> **BRIEF**: Can you repeat, word for word, the part of the material that opens with the line containing "[point] at the small" and closes with the final line of the material, leaving the pictures out?

- - - - - - -

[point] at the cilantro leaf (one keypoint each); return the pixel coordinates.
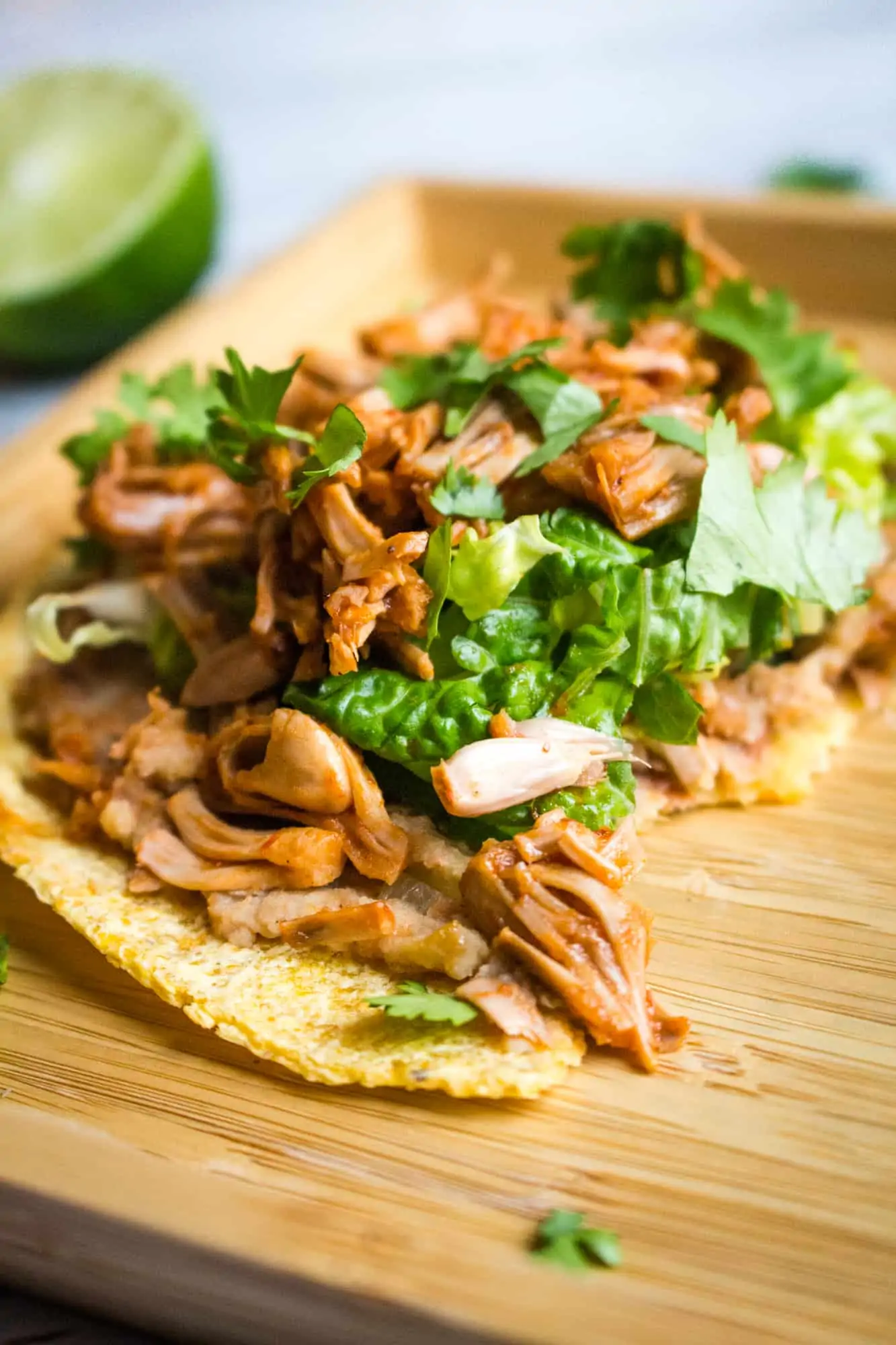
(565, 1241)
(89, 553)
(247, 418)
(786, 536)
(338, 449)
(665, 711)
(463, 496)
(253, 395)
(459, 379)
(563, 407)
(192, 404)
(633, 267)
(677, 431)
(413, 1000)
(801, 369)
(438, 576)
(177, 407)
(170, 653)
(91, 450)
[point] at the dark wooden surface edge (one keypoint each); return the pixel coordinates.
(185, 1292)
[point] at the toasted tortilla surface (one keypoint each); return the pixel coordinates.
(309, 1011)
(306, 1011)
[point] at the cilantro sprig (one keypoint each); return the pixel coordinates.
(247, 420)
(460, 494)
(413, 1000)
(565, 1241)
(459, 380)
(801, 369)
(177, 407)
(677, 431)
(784, 536)
(339, 446)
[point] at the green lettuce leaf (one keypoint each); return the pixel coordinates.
(438, 576)
(665, 711)
(486, 571)
(786, 536)
(587, 551)
(631, 267)
(849, 440)
(417, 724)
(801, 369)
(119, 611)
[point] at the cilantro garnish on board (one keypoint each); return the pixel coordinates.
(460, 380)
(565, 1241)
(631, 267)
(413, 1000)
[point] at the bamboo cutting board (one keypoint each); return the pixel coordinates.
(155, 1172)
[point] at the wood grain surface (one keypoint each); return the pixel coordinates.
(162, 1175)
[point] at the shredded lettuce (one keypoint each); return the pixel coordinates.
(417, 724)
(486, 571)
(663, 709)
(849, 439)
(118, 613)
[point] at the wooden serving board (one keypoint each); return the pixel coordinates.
(153, 1171)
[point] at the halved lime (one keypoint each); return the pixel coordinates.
(108, 210)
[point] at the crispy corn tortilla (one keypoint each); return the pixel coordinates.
(303, 1009)
(309, 1009)
(783, 771)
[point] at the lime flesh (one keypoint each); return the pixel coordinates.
(108, 209)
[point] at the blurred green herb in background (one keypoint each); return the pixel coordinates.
(819, 176)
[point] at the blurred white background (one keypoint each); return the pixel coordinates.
(310, 100)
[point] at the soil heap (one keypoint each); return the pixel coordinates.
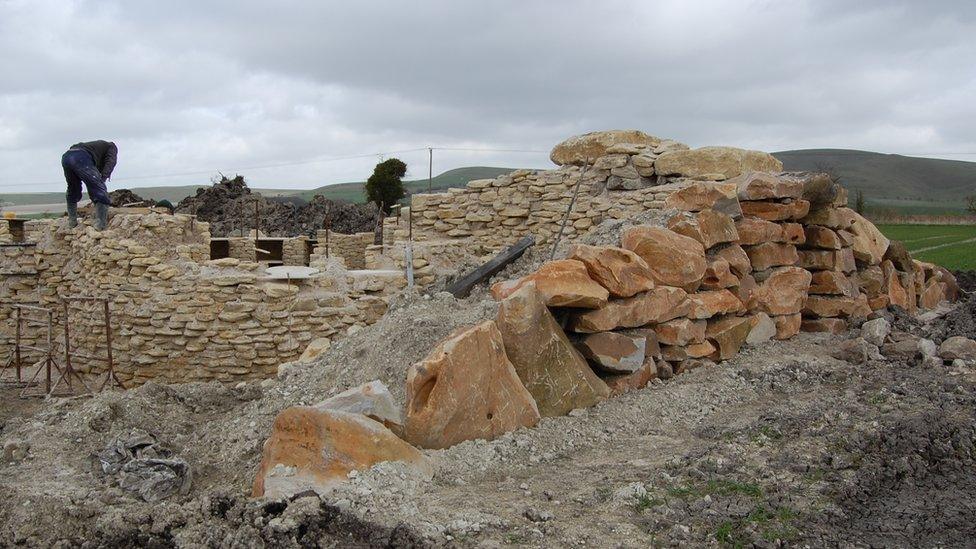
(228, 206)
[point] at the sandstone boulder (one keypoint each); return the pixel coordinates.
(372, 400)
(562, 283)
(707, 226)
(709, 304)
(658, 305)
(776, 211)
(822, 237)
(581, 149)
(765, 186)
(958, 347)
(761, 329)
(834, 218)
(832, 283)
(622, 272)
(613, 352)
(728, 334)
(728, 161)
(623, 383)
(753, 230)
(466, 389)
(736, 257)
(551, 370)
(700, 196)
(680, 331)
(719, 275)
(782, 293)
(771, 254)
(313, 449)
(869, 244)
(824, 325)
(674, 259)
(821, 306)
(787, 326)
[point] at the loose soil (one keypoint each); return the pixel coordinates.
(782, 444)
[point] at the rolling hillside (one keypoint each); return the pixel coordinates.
(906, 183)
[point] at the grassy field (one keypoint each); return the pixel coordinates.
(952, 246)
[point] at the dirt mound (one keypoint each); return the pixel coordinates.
(229, 207)
(124, 197)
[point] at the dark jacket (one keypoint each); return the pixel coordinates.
(104, 153)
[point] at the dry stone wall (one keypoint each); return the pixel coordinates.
(178, 316)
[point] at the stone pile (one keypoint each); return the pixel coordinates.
(749, 254)
(178, 316)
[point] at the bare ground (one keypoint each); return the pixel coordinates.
(782, 445)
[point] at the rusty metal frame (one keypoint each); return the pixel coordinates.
(69, 371)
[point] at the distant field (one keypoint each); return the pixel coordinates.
(952, 246)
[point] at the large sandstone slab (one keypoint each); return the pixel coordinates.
(700, 196)
(771, 254)
(658, 305)
(562, 283)
(782, 293)
(556, 376)
(674, 259)
(728, 161)
(728, 334)
(765, 186)
(613, 352)
(709, 304)
(869, 244)
(622, 272)
(316, 449)
(586, 148)
(372, 400)
(707, 226)
(466, 389)
(776, 211)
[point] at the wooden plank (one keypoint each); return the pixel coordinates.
(462, 288)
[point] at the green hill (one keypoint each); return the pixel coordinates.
(352, 192)
(905, 183)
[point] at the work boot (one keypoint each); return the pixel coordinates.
(101, 216)
(72, 214)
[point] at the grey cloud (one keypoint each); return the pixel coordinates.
(189, 85)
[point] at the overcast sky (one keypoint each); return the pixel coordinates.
(204, 86)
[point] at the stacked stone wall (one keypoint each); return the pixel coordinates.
(178, 316)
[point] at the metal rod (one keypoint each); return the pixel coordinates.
(569, 209)
(17, 357)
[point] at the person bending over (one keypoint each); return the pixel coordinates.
(91, 162)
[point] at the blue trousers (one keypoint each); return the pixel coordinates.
(79, 167)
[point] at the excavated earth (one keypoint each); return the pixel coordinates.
(229, 207)
(781, 445)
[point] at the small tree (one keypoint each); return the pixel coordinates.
(384, 187)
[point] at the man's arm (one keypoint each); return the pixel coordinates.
(108, 164)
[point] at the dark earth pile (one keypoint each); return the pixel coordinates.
(123, 197)
(229, 207)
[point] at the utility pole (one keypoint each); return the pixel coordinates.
(430, 168)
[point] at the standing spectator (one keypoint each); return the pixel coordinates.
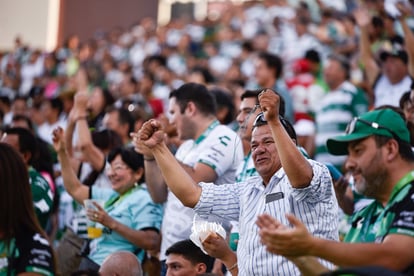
(390, 80)
(119, 120)
(343, 102)
(288, 183)
(211, 152)
(382, 234)
(24, 142)
(51, 109)
(24, 249)
(268, 73)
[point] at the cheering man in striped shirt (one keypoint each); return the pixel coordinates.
(288, 183)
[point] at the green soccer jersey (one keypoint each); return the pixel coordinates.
(42, 196)
(375, 222)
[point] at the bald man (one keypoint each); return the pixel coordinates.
(122, 263)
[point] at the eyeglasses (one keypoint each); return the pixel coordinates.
(351, 127)
(117, 168)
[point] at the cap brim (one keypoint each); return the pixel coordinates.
(339, 145)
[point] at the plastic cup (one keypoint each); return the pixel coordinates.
(94, 229)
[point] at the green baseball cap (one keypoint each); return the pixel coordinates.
(384, 122)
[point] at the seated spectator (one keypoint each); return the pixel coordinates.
(288, 182)
(24, 142)
(121, 263)
(24, 249)
(130, 219)
(186, 258)
(382, 234)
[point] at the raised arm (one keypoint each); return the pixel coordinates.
(394, 252)
(153, 177)
(178, 180)
(370, 66)
(297, 168)
(408, 35)
(90, 152)
(72, 184)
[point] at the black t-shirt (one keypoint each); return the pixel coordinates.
(27, 253)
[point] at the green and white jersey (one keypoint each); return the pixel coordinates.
(218, 147)
(336, 110)
(375, 222)
(42, 196)
(28, 253)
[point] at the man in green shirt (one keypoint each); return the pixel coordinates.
(382, 234)
(25, 142)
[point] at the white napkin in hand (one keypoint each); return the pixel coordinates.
(202, 229)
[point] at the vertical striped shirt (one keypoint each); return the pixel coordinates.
(315, 206)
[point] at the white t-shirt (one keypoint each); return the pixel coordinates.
(218, 147)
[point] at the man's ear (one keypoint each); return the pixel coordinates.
(190, 108)
(26, 156)
(392, 149)
(201, 268)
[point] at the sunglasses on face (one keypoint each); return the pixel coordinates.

- - - - - - -

> **RESULT FOR THIS TASK**:
[point] at the small tree (one keypoint each); return the pixel coordinates.
(384, 187)
[point] at the man's arm (one keypoint each); return the pixel coordinates.
(108, 164)
[point] at the dark earth pile (one keypoint each); return the pixel coordinates.
(123, 197)
(229, 207)
[point] at the utility pole (one keypoint each); return the pixel coordinates.
(430, 168)
[point] at the standing spectator (one keypoint each); return the pixel coordinates.
(390, 80)
(119, 120)
(343, 102)
(288, 183)
(211, 152)
(382, 234)
(24, 142)
(51, 109)
(24, 249)
(268, 73)
[point] at the cheering man in striped shirt (one keypoint each); return the pixel coordinates.
(288, 183)
[point] at the green soccer jersey (one keypoint each); return the pixel coordinates.
(42, 196)
(375, 222)
[point] at the bald man (one keypoint each); return the pixel coordinates.
(122, 263)
[point] at the eyeglasses (one keypoint each); return the pixel coordinates.
(351, 127)
(117, 168)
[point] at the cap brim (one keypoint each); return the pixel coordinates.
(339, 145)
[point] at the plastic cup (one keypoint each); return the pixel coordinates.
(94, 229)
[point] at the green baseball cap (one keypoint each); return the pixel coordinates.
(384, 122)
[point] at the seated spectator (one keypoint each); return the pixel coordinates.
(288, 182)
(24, 142)
(121, 263)
(24, 249)
(130, 219)
(186, 258)
(382, 234)
[point] at the raised arm (one keypoint each); return the pixel coordinates.
(394, 252)
(153, 177)
(178, 180)
(370, 66)
(297, 168)
(408, 35)
(90, 152)
(72, 184)
[point] at the black t-shirt (one keypoint each); return the pixel coordinates.
(27, 253)
[point] at the green and white jersey (one keypoint each); return the pixel coordinates.
(218, 147)
(336, 110)
(375, 222)
(42, 196)
(28, 253)
[point] at the man in green shirt (one keypoint each); return the pixel coordinates.
(382, 234)
(25, 142)
[point] at the white napkin in hand (one keypoint each); return the pixel coordinates.
(202, 229)
[point] at the vertical striped shirt (one keypoint each); return the pixel coordinates.
(315, 206)
[point] at the white t-shirt (one keypoint each); return the pixel coordinates.
(218, 147)
[point] at the man's ear (one keypoint each); return the pixel coordinates.
(190, 108)
(26, 156)
(392, 149)
(201, 268)
[point] at the sunglasses on face (one keypoint each); return the pixel coordinates.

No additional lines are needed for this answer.